**SOURCE INFORMATION:**
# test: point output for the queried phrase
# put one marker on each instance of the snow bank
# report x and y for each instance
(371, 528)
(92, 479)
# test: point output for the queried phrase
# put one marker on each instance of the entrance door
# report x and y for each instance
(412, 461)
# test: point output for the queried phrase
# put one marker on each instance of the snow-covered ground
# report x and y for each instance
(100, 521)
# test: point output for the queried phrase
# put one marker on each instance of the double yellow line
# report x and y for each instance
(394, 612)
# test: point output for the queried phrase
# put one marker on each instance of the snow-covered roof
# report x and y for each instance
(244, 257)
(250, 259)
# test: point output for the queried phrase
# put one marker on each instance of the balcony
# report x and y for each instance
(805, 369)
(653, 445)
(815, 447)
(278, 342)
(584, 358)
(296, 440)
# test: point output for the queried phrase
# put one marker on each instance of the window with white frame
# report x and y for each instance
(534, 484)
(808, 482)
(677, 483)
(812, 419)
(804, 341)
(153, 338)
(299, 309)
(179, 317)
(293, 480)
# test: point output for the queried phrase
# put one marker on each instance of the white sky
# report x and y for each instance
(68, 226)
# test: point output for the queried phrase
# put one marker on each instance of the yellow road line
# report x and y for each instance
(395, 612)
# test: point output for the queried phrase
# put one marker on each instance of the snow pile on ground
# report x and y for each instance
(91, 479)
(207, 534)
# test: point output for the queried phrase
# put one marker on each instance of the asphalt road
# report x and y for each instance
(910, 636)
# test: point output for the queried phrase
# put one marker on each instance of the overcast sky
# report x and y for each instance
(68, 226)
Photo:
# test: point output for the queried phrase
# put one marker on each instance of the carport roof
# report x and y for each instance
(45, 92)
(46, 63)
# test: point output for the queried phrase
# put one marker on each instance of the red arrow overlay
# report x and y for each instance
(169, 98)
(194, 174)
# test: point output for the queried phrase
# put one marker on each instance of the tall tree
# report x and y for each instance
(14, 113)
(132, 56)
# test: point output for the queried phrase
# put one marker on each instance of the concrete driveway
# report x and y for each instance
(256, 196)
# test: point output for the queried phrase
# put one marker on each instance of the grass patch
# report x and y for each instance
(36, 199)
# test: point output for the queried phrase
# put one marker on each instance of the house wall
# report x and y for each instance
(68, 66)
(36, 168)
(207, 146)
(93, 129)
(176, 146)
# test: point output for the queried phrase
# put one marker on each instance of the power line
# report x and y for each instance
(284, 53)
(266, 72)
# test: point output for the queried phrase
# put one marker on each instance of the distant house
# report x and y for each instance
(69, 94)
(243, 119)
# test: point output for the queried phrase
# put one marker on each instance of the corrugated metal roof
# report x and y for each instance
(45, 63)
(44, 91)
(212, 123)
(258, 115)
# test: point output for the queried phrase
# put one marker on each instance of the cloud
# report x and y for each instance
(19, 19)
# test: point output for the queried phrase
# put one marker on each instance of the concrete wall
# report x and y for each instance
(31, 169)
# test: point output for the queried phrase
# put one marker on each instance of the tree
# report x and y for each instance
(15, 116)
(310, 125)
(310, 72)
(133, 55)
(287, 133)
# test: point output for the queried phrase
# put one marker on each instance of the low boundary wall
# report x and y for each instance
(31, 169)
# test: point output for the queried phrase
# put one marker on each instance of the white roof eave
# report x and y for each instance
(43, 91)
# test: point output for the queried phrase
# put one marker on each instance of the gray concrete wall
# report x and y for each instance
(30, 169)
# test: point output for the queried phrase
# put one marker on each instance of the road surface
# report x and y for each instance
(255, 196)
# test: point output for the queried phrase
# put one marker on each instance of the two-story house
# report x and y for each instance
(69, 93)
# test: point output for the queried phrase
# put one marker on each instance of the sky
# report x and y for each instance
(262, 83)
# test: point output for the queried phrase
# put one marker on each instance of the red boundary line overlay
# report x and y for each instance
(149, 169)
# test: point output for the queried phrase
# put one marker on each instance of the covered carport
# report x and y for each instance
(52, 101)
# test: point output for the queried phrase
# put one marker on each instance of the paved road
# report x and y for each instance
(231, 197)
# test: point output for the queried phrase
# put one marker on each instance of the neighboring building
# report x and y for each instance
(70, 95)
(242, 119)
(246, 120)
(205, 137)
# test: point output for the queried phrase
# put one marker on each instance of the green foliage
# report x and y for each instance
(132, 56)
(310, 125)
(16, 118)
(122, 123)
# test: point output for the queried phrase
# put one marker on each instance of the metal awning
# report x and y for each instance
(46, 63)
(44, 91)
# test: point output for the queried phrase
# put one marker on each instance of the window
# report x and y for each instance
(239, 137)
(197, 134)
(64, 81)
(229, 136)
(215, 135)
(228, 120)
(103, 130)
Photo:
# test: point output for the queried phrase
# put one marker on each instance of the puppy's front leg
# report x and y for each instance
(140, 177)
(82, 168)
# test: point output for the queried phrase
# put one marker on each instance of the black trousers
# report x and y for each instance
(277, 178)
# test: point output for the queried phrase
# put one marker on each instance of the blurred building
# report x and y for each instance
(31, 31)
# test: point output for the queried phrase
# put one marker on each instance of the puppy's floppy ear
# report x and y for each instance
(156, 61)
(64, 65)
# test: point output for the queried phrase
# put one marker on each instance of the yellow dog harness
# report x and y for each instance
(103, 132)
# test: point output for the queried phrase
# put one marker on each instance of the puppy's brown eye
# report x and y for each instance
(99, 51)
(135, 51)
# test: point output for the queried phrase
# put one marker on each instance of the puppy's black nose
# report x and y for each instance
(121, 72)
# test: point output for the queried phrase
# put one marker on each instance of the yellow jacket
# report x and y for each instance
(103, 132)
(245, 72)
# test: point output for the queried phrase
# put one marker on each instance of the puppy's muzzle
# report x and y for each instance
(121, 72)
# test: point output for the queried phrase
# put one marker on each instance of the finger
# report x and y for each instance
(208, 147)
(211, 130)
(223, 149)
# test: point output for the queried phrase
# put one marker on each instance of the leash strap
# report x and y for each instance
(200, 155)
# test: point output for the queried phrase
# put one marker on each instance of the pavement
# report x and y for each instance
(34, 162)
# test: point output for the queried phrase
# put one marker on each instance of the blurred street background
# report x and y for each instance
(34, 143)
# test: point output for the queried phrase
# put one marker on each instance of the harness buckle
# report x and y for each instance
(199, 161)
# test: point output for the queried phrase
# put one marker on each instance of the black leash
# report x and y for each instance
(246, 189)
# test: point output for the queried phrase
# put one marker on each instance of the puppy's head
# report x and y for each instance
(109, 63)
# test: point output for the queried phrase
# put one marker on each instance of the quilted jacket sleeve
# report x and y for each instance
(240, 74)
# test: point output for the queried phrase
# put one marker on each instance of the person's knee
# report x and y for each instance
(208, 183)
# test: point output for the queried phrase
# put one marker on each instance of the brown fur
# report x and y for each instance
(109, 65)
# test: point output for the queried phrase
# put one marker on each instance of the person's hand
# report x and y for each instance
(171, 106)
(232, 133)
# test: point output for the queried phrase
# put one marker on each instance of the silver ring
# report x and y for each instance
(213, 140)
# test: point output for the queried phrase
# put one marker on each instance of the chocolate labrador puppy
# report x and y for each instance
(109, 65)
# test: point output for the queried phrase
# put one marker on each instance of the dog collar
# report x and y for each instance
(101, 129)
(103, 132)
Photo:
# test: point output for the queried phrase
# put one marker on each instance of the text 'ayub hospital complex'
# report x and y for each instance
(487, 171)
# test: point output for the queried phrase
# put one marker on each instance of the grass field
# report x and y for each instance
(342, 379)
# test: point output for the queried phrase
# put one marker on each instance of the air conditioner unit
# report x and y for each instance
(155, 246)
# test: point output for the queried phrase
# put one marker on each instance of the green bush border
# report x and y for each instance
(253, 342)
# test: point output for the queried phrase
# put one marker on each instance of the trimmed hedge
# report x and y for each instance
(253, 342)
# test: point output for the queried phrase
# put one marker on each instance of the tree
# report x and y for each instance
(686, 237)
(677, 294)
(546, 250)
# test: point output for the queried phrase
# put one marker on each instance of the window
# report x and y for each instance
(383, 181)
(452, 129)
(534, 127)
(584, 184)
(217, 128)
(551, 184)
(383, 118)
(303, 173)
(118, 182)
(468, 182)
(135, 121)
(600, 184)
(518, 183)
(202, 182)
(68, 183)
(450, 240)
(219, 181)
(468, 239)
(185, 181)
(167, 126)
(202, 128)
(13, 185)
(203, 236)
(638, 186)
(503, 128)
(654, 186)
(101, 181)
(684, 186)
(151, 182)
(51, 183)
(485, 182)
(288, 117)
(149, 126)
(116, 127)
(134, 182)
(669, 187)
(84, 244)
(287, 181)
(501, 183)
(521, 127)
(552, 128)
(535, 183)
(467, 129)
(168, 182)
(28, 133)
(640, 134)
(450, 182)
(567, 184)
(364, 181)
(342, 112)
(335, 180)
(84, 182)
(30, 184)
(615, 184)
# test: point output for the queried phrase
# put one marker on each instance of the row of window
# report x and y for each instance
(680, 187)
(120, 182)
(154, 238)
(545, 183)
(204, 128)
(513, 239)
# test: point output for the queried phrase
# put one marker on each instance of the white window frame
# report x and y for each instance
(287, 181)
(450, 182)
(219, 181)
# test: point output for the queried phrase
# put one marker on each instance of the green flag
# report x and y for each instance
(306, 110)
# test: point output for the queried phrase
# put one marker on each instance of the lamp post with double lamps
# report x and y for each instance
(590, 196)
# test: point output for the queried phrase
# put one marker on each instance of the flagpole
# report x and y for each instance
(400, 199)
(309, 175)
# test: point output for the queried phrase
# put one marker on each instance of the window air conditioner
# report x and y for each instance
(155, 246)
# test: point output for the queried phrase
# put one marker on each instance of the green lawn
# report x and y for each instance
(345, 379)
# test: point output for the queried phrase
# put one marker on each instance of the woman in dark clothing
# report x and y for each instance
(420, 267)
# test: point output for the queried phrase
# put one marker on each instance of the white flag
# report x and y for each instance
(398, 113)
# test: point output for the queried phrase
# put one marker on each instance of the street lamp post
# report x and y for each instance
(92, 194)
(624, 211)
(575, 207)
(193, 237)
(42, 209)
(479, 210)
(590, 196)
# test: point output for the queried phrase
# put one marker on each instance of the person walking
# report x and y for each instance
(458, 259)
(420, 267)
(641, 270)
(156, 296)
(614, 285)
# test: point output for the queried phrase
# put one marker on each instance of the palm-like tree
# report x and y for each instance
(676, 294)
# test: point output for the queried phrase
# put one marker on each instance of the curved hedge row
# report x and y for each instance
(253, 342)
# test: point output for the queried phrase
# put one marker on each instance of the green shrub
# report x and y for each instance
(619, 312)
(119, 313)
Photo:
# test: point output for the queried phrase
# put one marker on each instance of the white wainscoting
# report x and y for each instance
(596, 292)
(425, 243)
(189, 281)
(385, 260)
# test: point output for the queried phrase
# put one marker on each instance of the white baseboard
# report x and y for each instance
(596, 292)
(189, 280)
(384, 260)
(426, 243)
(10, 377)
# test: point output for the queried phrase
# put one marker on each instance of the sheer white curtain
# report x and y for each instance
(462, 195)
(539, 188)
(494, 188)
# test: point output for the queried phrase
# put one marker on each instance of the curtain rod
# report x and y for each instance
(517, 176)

**WHAT TO DO:**
Search the entries for the string "brown" and return each line where it turns up.

**RESULT OF THE TASK:**
# put one marker on each instance of the puppy's brown eye
# put one marker on each instance of the brown fur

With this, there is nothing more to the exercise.